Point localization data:
***

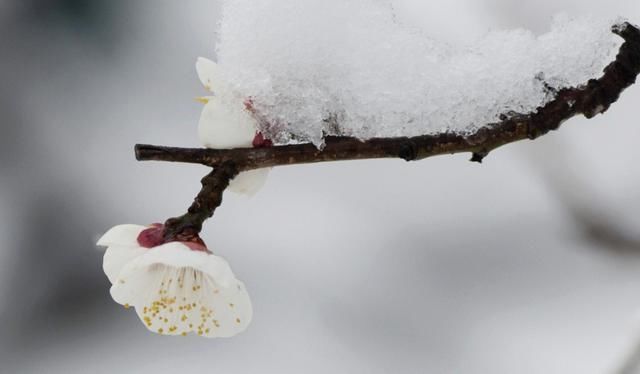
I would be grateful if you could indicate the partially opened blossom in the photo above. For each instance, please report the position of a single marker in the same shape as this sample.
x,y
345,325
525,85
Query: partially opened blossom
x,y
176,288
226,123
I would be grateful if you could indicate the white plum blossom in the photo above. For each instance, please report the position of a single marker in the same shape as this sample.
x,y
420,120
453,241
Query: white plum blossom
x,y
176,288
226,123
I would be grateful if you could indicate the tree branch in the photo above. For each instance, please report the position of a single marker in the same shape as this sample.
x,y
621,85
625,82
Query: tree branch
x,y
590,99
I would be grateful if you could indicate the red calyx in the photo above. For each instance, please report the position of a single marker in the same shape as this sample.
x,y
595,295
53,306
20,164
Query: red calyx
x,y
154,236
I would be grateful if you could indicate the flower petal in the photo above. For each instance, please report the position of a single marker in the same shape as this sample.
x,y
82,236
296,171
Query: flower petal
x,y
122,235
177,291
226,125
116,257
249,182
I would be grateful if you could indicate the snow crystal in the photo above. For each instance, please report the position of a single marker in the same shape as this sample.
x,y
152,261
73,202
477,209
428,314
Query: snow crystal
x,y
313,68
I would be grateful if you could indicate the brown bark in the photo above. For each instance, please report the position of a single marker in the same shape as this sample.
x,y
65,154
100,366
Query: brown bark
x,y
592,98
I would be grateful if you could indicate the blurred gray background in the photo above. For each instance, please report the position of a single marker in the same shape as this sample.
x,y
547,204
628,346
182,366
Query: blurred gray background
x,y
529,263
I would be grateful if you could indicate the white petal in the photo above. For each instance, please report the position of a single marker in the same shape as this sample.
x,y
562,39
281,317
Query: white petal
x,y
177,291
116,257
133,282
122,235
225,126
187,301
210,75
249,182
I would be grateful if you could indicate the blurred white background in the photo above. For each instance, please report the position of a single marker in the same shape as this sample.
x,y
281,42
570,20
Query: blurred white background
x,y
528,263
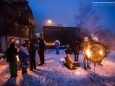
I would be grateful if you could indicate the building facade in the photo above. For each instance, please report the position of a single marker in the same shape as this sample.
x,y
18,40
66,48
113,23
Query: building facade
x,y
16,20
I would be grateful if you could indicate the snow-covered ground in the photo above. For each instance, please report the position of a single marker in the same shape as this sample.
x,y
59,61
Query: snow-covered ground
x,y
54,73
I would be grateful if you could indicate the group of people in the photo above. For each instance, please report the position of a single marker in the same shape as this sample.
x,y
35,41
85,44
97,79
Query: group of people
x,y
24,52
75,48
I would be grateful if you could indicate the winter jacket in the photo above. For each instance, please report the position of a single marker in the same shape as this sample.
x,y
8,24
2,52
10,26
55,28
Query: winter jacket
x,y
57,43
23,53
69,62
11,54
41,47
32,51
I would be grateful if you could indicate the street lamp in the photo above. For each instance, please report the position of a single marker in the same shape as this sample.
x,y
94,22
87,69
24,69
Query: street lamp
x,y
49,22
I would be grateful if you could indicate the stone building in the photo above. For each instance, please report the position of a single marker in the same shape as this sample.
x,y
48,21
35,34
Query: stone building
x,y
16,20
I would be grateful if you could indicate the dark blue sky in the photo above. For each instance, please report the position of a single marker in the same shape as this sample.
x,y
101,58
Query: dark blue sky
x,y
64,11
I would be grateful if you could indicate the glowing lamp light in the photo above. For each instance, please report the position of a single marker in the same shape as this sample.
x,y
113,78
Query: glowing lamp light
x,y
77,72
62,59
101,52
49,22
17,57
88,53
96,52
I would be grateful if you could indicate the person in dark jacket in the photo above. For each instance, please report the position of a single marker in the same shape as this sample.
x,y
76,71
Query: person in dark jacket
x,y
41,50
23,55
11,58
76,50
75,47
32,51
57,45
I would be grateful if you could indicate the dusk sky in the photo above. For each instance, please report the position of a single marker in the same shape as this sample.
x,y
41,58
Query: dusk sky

***

Assigned task: Report every line in the data that holds "dusk", copying each one.

Expected output:
I would be grateful if you could indicate the dusk sky in the photo above. For each instance, please report the position of a single marker in the same shape as this sample.
Query: dusk sky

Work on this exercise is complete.